• Natural-language object grounding data:
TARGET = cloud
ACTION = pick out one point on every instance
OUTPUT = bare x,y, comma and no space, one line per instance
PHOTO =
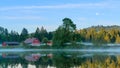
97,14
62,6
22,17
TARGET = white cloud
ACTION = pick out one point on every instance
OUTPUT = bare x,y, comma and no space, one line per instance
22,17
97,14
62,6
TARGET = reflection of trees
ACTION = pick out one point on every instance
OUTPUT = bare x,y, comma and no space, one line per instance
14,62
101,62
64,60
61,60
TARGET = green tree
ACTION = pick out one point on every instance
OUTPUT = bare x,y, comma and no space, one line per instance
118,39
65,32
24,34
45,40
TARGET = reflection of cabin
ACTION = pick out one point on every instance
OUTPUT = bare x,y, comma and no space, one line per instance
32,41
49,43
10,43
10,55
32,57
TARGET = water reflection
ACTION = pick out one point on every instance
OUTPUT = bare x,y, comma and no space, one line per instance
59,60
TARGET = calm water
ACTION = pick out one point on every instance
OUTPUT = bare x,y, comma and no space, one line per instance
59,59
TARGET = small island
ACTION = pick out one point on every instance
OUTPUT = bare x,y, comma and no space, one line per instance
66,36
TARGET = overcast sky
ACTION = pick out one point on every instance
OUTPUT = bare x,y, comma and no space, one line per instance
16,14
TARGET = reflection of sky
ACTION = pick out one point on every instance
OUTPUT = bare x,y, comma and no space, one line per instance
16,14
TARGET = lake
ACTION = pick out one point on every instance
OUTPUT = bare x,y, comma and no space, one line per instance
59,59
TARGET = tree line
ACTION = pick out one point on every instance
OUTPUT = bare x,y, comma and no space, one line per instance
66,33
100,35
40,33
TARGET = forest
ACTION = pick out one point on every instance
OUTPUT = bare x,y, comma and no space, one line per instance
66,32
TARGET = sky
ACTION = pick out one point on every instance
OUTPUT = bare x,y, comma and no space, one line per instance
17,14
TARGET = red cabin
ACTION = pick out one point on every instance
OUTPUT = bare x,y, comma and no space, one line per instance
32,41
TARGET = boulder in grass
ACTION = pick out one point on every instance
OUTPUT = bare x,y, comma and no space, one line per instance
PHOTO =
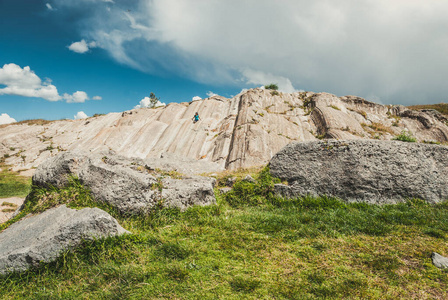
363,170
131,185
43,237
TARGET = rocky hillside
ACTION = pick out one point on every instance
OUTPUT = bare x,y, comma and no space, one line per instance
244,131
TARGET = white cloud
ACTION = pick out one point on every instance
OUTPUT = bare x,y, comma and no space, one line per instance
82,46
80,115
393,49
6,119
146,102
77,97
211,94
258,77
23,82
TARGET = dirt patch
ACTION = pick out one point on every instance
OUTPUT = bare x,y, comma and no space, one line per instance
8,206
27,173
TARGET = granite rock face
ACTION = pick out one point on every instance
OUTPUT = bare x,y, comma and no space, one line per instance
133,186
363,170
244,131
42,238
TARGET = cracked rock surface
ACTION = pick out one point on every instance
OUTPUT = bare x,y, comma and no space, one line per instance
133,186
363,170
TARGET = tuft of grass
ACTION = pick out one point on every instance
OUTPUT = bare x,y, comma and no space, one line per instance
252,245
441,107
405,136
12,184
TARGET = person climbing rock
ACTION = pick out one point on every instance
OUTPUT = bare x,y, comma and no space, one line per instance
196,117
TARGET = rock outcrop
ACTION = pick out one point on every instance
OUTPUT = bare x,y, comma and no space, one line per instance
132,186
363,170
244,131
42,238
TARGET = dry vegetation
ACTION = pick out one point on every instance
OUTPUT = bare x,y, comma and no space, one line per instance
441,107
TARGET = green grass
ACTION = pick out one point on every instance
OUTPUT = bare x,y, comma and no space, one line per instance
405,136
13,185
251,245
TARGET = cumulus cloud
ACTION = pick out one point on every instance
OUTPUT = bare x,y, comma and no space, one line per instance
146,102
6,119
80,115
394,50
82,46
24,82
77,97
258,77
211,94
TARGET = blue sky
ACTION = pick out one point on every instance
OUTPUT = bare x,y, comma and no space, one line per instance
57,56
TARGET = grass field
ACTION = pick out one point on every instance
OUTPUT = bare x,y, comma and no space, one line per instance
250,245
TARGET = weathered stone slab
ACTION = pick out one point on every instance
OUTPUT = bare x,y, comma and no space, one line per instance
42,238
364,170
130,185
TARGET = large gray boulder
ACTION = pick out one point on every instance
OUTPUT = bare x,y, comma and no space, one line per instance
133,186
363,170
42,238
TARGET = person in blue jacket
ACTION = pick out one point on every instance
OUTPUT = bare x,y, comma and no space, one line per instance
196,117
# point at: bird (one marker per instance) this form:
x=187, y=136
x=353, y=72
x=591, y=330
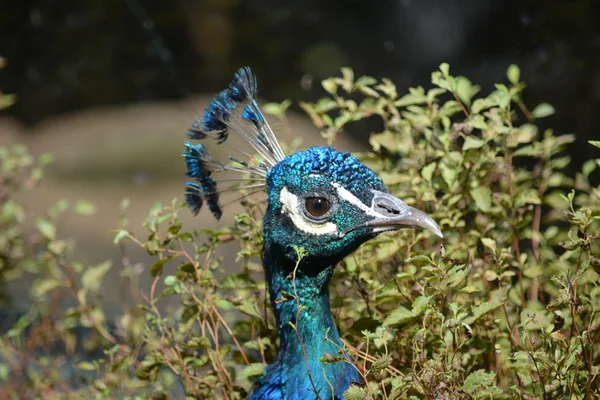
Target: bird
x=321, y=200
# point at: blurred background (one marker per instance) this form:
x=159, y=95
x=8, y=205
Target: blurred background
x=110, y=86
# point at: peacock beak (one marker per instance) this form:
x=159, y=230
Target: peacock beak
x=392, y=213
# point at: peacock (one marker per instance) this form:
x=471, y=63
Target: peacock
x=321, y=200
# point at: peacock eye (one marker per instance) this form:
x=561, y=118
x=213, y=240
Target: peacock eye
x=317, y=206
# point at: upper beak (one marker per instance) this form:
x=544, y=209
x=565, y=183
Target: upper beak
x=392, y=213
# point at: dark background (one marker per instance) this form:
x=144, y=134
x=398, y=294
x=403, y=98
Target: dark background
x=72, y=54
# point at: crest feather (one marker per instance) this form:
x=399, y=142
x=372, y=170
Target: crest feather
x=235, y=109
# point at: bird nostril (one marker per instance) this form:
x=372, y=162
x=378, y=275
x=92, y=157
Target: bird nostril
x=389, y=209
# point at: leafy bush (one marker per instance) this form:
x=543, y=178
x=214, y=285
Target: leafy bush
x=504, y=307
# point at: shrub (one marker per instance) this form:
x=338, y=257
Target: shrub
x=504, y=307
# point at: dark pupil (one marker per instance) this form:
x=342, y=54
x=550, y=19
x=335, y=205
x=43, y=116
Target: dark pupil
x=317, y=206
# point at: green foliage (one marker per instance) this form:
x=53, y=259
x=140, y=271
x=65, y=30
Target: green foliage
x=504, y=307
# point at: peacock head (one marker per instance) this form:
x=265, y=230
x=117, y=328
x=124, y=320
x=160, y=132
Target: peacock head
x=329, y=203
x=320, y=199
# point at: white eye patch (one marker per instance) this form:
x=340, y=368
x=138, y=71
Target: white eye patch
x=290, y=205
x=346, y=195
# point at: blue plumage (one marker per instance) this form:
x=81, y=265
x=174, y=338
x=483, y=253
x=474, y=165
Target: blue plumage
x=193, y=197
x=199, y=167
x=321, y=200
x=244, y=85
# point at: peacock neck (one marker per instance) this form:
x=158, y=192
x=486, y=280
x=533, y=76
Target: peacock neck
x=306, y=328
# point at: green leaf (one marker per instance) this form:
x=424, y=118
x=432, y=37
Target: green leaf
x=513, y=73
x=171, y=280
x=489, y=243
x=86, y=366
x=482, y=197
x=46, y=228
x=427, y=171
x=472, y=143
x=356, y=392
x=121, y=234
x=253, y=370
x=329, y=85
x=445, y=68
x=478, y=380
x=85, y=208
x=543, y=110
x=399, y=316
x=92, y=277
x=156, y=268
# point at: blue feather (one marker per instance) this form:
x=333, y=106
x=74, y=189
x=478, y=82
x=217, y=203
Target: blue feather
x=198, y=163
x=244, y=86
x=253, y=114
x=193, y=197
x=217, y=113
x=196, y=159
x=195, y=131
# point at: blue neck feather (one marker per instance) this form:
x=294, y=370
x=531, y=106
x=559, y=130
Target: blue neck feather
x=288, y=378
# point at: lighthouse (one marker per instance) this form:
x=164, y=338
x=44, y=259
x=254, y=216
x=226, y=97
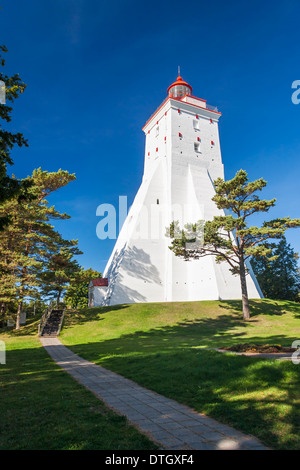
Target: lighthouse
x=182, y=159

• Work order:
In the copy, include no pictures; otherwise transcribe the entries exactly.

• Response:
TARGET = cloud
ACTION = pick out one point on every instance
OUTPUT = bare x,y, comma and no space, one line per instance
PHOTO =
97,14
62,6
22,17
TARGET = white cloud
ACTION = pick out one point on every instance
OUTPUT = bare x,y, comma and no space, one line per instance
22,17
97,14
62,6
TARGET = reflection of trees
ACTION = pick out one point on every instance
OUTPUT = bare x,y, comma and no space, one line per instance
14,62
101,62
64,60
61,60
TARGET = green tree
ACTION = pick out one point on every instance
OUTPUT = bare x,y, comma and no space, one line per instance
118,39
65,32
24,34
45,40
TARGET = reflection of cabin
ACTION = pick out one point on every instance
OUTPUT = bare x,y, comma and no space, one line per instance
32,41
49,43
10,43
10,55
32,57
TARGET = water reflection
ACTION = pick out one point on every instance
OUTPUT = bare x,y, comma and no space, one line per instance
59,60
TARGET = calm water
ACTION = pick out one point on every instance
OUTPUT = bare x,y, comma and no space, one line per instance
59,59
TARGET = small island
ACTION = pick out one point on every instance
OUTPUT = bare x,y, comma and no space, one line per instance
66,36
TARGET = overcast sky
ACTION = pick out one point on every instance
OUTPUT = bare x,y, comma and no space, one line per instance
16,14
TARGET = reflection of sky
ACTION = pick out one point on every instance
OUTPUT = bare x,y, comma and no space, one line per instance
16,14
TARGET = lake
ACTION = pick out one point on every instance
OUTPUT = bare x,y, comma and no space, one line per instance
59,59
TARGET = tree line
ACTION = pick out one point on every instance
OUTPUT = bare x,y, comma and no space, one line per instance
66,33
100,35
40,33
TARGET = forest
ACTION = pick out one point on every instance
OUTPUT = bare x,y, comma and no space, one line per instance
66,32
TARGET = sky
ACTION = pick out one point on every instance
OUTPUT = bare x,y, comma and no space, one line per instance
17,14
TARGET = red cabin
ACTION = pick out one point on every instance
OUTPUT = bare x,y, comma and no space, one line per instance
32,41
TARGET = boulder in grass
ACTION = pick out one point on every instance
OUTPUT = bare x,y, comma and no space, one line per instance
PHOTO =
363,170
131,185
43,237
TARGET = rocky hillside
ACTION = pick out one point on every instance
OUTPUT = bare x,y, comma and no space, one line per instance
244,131
TARGET = white cloud
ACTION = pick out one point on every instance
OUTPUT = bare x,y, comma and no space, one line per instance
82,46
80,115
393,49
6,119
146,102
77,97
211,94
258,77
23,82
TARGET = dirt patch
ACTION = pick out one point on every instance
OUTPUT = bare x,y, comma and no space, one line per instance
8,206
27,173
TARGET = granite rock face
ACTION = pick out one point on every instance
OUTPUT = bare x,y, comma and no space, one line per instance
133,186
363,170
244,131
42,238
TARGET = cracked rock surface
ACTION = pick out one point on every instance
OUTPUT = bare x,y, comma and no space, one line per instance
133,186
363,170
TARGET = tuft of grass
ACTION = pick out one point on every instance
OUTPUT = bare x,y, comma and no space, one line per instance
252,245
441,107
405,136
12,184
TARGET = person climbing rock
ACTION = pick out one point on every instance
OUTPUT = bare x,y, comma and no space, one line per instance
196,117
TARGET = rock outcrop
ACTION = pick out one point on every instance
OUTPUT = bare x,y, comma and no space, one line per instance
132,186
363,170
244,131
42,238
TARGET = dry vegetation
ACTION = pick out one point on every instance
OUTPUT = bare x,y, comma and no space, one line per instance
441,107
TARGET = green grass
ACTION = pick out one point on every instance
OUTPUT = bare x,y, comma and no space, one line per instance
405,136
13,185
251,245
TARGET = cumulus cloud
ACTION = pick out one point on every instance
OUTPUT = bare x,y, comma and no space, one line per instance
146,102
6,119
80,115
394,50
82,46
24,82
77,97
258,77
211,94
TARGET = blue sky
ACTION = pick out one point on every instance
OUTPUT = bare x,y, comma and no space, one line per instance
57,56
TARGET = grass field
ACTION = pick out one point on every instance
OUTPUT = bare x,y, comma and no space, one line per instance
250,245
TARGET = weathered stone slab
ACTION = pick out one point on every instance
OUTPUT = bare x,y, comma and no space, one line per instance
42,238
364,170
130,185
TARGET = large gray boulder
ACTION = pick out one point on every instance
OUTPUT = bare x,y, comma and no space, one line per instance
133,186
363,170
42,238
TARGET = person in blue jacket
ACTION = pick out one point on every instance
OUTPUT = bare x,y, comma and no space, one line per instance
196,117
# point at: bird (one marker per instance) this form:
x=187, y=136
x=353, y=72
x=591, y=330
Target: bird
x=321, y=200
# point at: blurred background (one marker per instance) this form:
x=159, y=95
x=8, y=205
Target: blurred background
x=110, y=86
# point at: peacock beak (one marker per instance) this form:
x=159, y=230
Target: peacock beak
x=392, y=213
# point at: peacock (one marker per instance) this form:
x=471, y=63
Target: peacock
x=321, y=200
# point at: peacock eye (one marker per instance) this form:
x=561, y=118
x=213, y=240
Target: peacock eye
x=317, y=206
# point at: upper beak (one marker per instance) this form:
x=544, y=209
x=565, y=183
Target: upper beak
x=392, y=213
# point at: dark background (one marker per instance) this form:
x=144, y=134
x=398, y=294
x=403, y=98
Target: dark background
x=72, y=54
# point at: crest feather (one marker per instance) this form:
x=399, y=142
x=372, y=170
Target: crest feather
x=235, y=109
# point at: bird nostril (one marker per instance) this form:
x=372, y=162
x=378, y=275
x=92, y=157
Target: bird nostril
x=389, y=209
# point at: leafy bush (one marker per instance) this form:
x=543, y=178
x=214, y=285
Target: leafy bush
x=504, y=307
# point at: shrub (one marker per instance) this form:
x=338, y=257
Target: shrub
x=504, y=307
# point at: dark pupil (one marker per instance) this form:
x=342, y=54
x=550, y=19
x=335, y=205
x=43, y=116
Target: dark pupil
x=317, y=206
# point at: green foliage (one marker per instance) this form:
x=53, y=259
x=140, y=271
x=65, y=30
Target: green foliage
x=504, y=307
# point at: peacock head (one marker per instance) this form:
x=265, y=230
x=117, y=328
x=124, y=320
x=160, y=132
Target: peacock head
x=329, y=203
x=320, y=199
# point at: white eye patch (one marker per instance) this form:
x=340, y=368
x=138, y=71
Target: white eye patch
x=290, y=205
x=346, y=195
# point at: blue plumage (one marker per instance) this form:
x=81, y=265
x=174, y=338
x=483, y=253
x=474, y=165
Target: blue plumage
x=193, y=197
x=199, y=167
x=321, y=200
x=244, y=85
# point at: peacock neck (one marker per instance) this form:
x=158, y=192
x=486, y=280
x=533, y=76
Target: peacock neck
x=306, y=328
# point at: green leaf (one marker per instance) this form:
x=424, y=118
x=432, y=37
Target: green leaf
x=513, y=73
x=171, y=280
x=489, y=243
x=86, y=366
x=482, y=197
x=46, y=228
x=427, y=171
x=472, y=143
x=356, y=392
x=121, y=234
x=253, y=370
x=329, y=85
x=445, y=68
x=478, y=380
x=85, y=208
x=543, y=110
x=399, y=316
x=92, y=277
x=156, y=268
# point at: blue feather (one marker per instance) this form:
x=333, y=106
x=74, y=189
x=478, y=82
x=217, y=203
Target: blue feather
x=198, y=163
x=244, y=86
x=253, y=114
x=193, y=197
x=217, y=113
x=196, y=159
x=195, y=131
# point at: blue neck feather (one marker per instance) this form:
x=294, y=370
x=531, y=106
x=559, y=130
Target: blue neck feather
x=288, y=378
# point at: lighthouse (one marker per instance) this form:
x=164, y=338
x=44, y=259
x=254, y=216
x=226, y=97
Target: lighthouse
x=182, y=159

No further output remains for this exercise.